╭─ Extracted material

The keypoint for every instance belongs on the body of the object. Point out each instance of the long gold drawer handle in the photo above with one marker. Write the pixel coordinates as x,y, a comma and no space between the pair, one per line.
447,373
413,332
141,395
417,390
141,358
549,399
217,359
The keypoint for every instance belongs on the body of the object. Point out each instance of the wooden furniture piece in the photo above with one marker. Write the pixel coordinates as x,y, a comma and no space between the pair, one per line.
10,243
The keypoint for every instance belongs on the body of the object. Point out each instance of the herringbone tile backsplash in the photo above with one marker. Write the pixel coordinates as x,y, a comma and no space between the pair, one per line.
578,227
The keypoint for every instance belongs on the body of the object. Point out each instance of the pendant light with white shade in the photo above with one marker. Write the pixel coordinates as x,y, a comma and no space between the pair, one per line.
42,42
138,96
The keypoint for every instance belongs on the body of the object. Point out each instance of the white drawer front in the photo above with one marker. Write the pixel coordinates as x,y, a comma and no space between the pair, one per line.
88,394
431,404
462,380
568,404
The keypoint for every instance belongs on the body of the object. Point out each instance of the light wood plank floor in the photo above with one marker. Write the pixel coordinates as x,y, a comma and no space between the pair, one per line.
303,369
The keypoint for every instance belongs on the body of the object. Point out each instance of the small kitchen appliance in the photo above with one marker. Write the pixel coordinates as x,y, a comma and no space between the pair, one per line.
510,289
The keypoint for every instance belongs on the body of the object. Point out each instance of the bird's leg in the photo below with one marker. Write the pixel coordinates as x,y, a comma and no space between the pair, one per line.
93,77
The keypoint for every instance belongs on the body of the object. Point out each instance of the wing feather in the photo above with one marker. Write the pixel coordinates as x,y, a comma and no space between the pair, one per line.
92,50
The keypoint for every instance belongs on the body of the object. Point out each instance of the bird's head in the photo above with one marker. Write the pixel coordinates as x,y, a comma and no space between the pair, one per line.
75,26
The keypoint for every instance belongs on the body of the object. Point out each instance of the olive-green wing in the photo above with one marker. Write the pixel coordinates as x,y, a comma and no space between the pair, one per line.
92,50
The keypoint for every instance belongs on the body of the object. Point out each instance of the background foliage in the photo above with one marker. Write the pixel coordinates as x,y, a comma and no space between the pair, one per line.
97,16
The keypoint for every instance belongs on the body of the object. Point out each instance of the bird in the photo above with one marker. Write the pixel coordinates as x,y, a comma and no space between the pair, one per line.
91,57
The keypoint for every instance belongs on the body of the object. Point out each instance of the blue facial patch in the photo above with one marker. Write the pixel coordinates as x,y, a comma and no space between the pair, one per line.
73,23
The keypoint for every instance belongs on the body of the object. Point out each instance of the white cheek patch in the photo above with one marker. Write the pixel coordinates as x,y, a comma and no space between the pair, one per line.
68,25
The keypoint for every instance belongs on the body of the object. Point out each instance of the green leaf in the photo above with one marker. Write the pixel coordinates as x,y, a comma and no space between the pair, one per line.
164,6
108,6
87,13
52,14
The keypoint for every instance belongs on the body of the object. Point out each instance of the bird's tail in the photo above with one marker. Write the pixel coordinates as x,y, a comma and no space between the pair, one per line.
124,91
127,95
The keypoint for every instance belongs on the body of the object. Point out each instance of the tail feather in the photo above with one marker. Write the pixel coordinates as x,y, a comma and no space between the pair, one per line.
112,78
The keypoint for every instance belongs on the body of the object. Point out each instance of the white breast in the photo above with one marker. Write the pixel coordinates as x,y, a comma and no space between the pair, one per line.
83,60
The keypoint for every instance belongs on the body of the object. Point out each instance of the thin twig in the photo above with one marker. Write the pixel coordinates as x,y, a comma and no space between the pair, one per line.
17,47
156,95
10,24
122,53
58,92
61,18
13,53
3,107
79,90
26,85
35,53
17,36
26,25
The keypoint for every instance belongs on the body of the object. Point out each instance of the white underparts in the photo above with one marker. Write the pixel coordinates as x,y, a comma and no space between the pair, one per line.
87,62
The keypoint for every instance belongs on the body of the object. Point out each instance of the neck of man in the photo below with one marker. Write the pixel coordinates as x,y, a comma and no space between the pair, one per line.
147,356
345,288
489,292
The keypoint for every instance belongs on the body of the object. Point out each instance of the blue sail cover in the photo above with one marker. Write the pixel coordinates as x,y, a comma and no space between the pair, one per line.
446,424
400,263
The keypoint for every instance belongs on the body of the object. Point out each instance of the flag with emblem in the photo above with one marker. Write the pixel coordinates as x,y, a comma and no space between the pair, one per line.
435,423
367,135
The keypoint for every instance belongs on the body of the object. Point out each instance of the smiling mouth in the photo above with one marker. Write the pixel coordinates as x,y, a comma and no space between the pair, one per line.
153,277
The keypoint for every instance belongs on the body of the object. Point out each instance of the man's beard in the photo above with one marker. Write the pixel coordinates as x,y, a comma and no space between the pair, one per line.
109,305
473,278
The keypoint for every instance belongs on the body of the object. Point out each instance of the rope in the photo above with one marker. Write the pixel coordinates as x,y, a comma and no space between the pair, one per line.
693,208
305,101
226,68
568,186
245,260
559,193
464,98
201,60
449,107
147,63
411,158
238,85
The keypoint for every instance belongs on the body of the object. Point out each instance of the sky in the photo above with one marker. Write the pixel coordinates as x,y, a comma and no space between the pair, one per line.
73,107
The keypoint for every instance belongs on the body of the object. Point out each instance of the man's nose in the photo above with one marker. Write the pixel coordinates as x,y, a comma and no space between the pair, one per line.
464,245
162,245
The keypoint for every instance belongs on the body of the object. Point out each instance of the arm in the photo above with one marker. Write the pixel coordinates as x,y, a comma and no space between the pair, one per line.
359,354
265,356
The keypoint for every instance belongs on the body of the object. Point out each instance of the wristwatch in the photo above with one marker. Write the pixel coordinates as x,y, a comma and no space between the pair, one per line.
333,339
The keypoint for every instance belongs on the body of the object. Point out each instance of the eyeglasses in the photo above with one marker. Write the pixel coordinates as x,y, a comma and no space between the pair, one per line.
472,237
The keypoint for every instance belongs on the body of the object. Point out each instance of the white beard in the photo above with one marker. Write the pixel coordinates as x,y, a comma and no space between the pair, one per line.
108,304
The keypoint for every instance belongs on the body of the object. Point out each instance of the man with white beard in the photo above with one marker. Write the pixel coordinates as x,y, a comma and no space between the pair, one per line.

╰─

→ Exercise brief
Render every line of the items above as a Markdown table with the columns n and Line, giving the row number under n and the line itself under Line, and leave out any blank lines.

→ Reply to the task
| n | Line |
|---|---|
| 1 | The keypoint for every instance belongs on the body of the object. Point out each instance of the long gold drawer handle in the photo above with one marker. Write the pixel coordinates as x,y, a comma and no space between the pair, one per line. |
| 2 | 447,373 |
| 3 | 413,332 |
| 4 | 141,395 |
| 5 | 417,390 |
| 6 | 141,358 |
| 7 | 549,399 |
| 8 | 217,359 |
| 9 | The keypoint for every instance belongs on the body of the object. Point out each instance of the wooden furniture piece in the photo above with one marker. Write the pixel coordinates as x,y, a comma and no space between the pair, one per line. |
| 10 | 10,243 |
| 11 | The keypoint for every instance belongs on the body of the object. Point out each instance of the herringbone tile backsplash in the photo above with one marker. Write the pixel coordinates as x,y, a comma and no space between the pair, one per line. |
| 12 | 578,227 |
| 13 | The keypoint for every instance belongs on the body of the object. Point out each instance of the pendant light with white shade in the photo above with one marker. Write the pixel coordinates as x,y, a comma and no space between the pair, one per line. |
| 14 | 42,42 |
| 15 | 138,96 |
| 16 | The keypoint for every instance belongs on the body of the object. Point out each instance of the white drawer front in the photo above with one marker. Write the pixel coordinates as x,y, a comma and no space between the pair, one per line. |
| 17 | 88,394 |
| 18 | 431,404 |
| 19 | 462,380 |
| 20 | 568,404 |
| 21 | The keypoint for every instance belongs on the body of the object. Point out each instance of the light wood plank floor in the photo above with one marker. Write the pixel coordinates as x,y, a comma and no space between the pair, one per line. |
| 22 | 303,369 |
| 23 | The keypoint for every instance belongs on the body of the object. Point out each instance of the small kitchen appliance in the photo above with one marker. Write the pixel coordinates as x,y, a comma and no space between the pair, one per line. |
| 24 | 510,289 |
| 25 | The keypoint for every instance belongs on the body of the object. Point out each instance of the bird's leg in the photo below with one marker. Write the pixel coordinates as x,y, a comma and no space between the pair, one per line. |
| 26 | 93,77 |
| 27 | The keypoint for every instance belongs on the body of the object. Point out each instance of the wing feather in the photo above with one marker. Write the pixel coordinates as x,y, a comma and no space between the pair, one per line. |
| 28 | 92,50 |
| 29 | The keypoint for every instance belongs on the body of the object. Point out each instance of the bird's head in the photo above with one marker. Write the pixel coordinates as x,y, a comma and no space between the pair, one per line. |
| 30 | 75,26 |
| 31 | The keypoint for every instance belongs on the body of the object. Point out each instance of the olive-green wing in the photo above with one marker. Write the pixel coordinates as x,y, a comma and no space between the pair, one per line. |
| 32 | 92,50 |
| 33 | The keypoint for every instance belongs on the body of the object. Point out each instance of the background foliage in the photo above with one marker. Write the pixel coordinates as x,y, a comma and no space between the pair, one per line. |
| 34 | 97,16 |
| 35 | The keypoint for every instance belongs on the body of the object. Point out each instance of the bird in the photo above with one marker. Write the pixel coordinates as x,y, a comma and no space between the pair, one per line. |
| 36 | 91,57 |
| 37 | The keypoint for every instance belongs on the body of the object. Point out each instance of the blue facial patch in the photo above with one marker. Write the pixel coordinates as x,y, a comma and no space between the pair, one per line. |
| 38 | 73,23 |
| 39 | The keypoint for every instance belongs on the body of the object. Point out each instance of the white cheek patch in the photo above with one marker. Write the pixel coordinates as x,y, a comma and no space between the pair, one per line. |
| 40 | 68,25 |
| 41 | The keypoint for every instance belongs on the body of the object. Point out each instance of the green leaf in the photo above with one marker. Write the pixel coordinates as x,y, a comma and no space between the pair, one per line. |
| 42 | 164,6 |
| 43 | 108,6 |
| 44 | 87,13 |
| 45 | 52,14 |
| 46 | The keypoint for every instance belongs on the body of the object. Point out each instance of the bird's tail in the photo above with one marker. Write the pixel coordinates as x,y, a comma and no space between the pair, one per line. |
| 47 | 124,91 |
| 48 | 127,95 |
| 49 | The keypoint for every instance belongs on the body of the object. Point out each instance of the tail feather in the photo above with one marker. Write the pixel coordinates as x,y, a comma and no space between the pair, one per line. |
| 50 | 112,78 |
| 51 | The keypoint for every instance belongs on the body of the object. Point out each instance of the white breast in the photo above with one marker. Write the pixel coordinates as x,y, a comma and no space between the pair, one per line. |
| 52 | 83,60 |
| 53 | The keypoint for every instance belongs on the body of the object. Point out each instance of the thin twig in the photo above with one marker. Write the pixel coordinates as x,y, a comma and no space between the pair, one per line. |
| 54 | 17,47 |
| 55 | 156,95 |
| 56 | 10,24 |
| 57 | 122,53 |
| 58 | 58,92 |
| 59 | 61,18 |
| 60 | 13,53 |
| 61 | 3,107 |
| 62 | 79,90 |
| 63 | 26,85 |
| 64 | 35,53 |
| 65 | 17,36 |
| 66 | 26,25 |
| 67 | The keypoint for every instance belongs on the body of the object. Point out each instance of the white underparts in the photo above with one marker. Write the pixel coordinates as x,y, a comma and no space between the pair, one per line. |
| 68 | 87,62 |
| 69 | The keypoint for every instance belongs on the body of the object. Point out each instance of the neck of man in the photo below with one marker. Write the pixel coordinates as x,y, a comma and no space between the pair, one per line. |
| 70 | 147,356 |
| 71 | 345,288 |
| 72 | 489,292 |
| 73 | The keypoint for every instance belongs on the body of the object. Point out each instance of the blue sail cover in the photo above with one marker. Write the pixel coordinates as x,y, a comma and no space between the pair, one per line. |
| 74 | 446,424 |
| 75 | 400,263 |
| 76 | The keypoint for every instance belongs on the body of the object. Point out each instance of the flag with emblem in the photo above with one marker. Write the pixel coordinates as x,y, a comma and no space between the pair, one per line. |
| 77 | 435,423 |
| 78 | 367,135 |
| 79 | The keypoint for every instance belongs on the body of the object. Point out each instance of the smiling mouth in the photo above with one marker. Write the pixel coordinates as x,y, a comma and no space between the pair, one per line. |
| 80 | 153,277 |
| 81 | The keypoint for every instance belongs on the body of the object. Point out each instance of the man's beard in the photo above with one marker. Write the pixel coordinates as x,y, a comma and no space between the pair, one per line. |
| 82 | 109,305 |
| 83 | 473,278 |
| 84 | The keypoint for every instance belongs on the body of the object. Point out each instance of the rope in the photo above with one marker. Write the pixel coordinates as x,y, a comma and no space between the pair, one per line. |
| 85 | 693,208 |
| 86 | 305,101 |
| 87 | 226,68 |
| 88 | 568,186 |
| 89 | 245,260 |
| 90 | 559,193 |
| 91 | 464,98 |
| 92 | 201,60 |
| 93 | 449,107 |
| 94 | 147,63 |
| 95 | 411,158 |
| 96 | 238,85 |
| 97 | The keypoint for every instance belongs on the body of the object. Point out each instance of the sky in the photo above with one marker. Write the pixel coordinates as x,y, a comma and no space between the pair, one per line. |
| 98 | 73,107 |
| 99 | The keypoint for every instance belongs on the body of the object. Point out each instance of the man's nose in the photo above with one marker. Write the pixel coordinates as x,y, a comma and no space between the pair, one per line. |
| 100 | 464,245 |
| 101 | 162,245 |
| 102 | The keypoint for every instance belongs on the body of the object. Point out each instance of the arm in the photo above with one marker. Write the pixel coordinates as x,y, a comma and no space between the pair, one per line. |
| 103 | 359,354 |
| 104 | 265,356 |
| 105 | The keypoint for every instance belongs on the body of the object. Point out each instance of the wristwatch in the photo above with one marker. Write the pixel coordinates as x,y, a comma and no space between the pair, one per line. |
| 106 | 333,339 |
| 107 | The keypoint for every instance belongs on the body of the object. Point out each instance of the eyeglasses in the photo above with one marker. Write the pixel coordinates as x,y, a comma and no space between the pair, one per line. |
| 108 | 472,237 |
| 109 | The keypoint for every instance belongs on the body of the object. Point out each instance of the white beard in the photo above with one marker. Write the pixel coordinates as x,y, a comma and no space between the pair, one per line. |
| 110 | 108,304 |
| 111 | The keypoint for every instance belongs on the body of the object. Point out each instance of the man with white beard in the photo above with one marker. Write the pixel coordinates as x,y, a comma and no space between the pair, one per line. |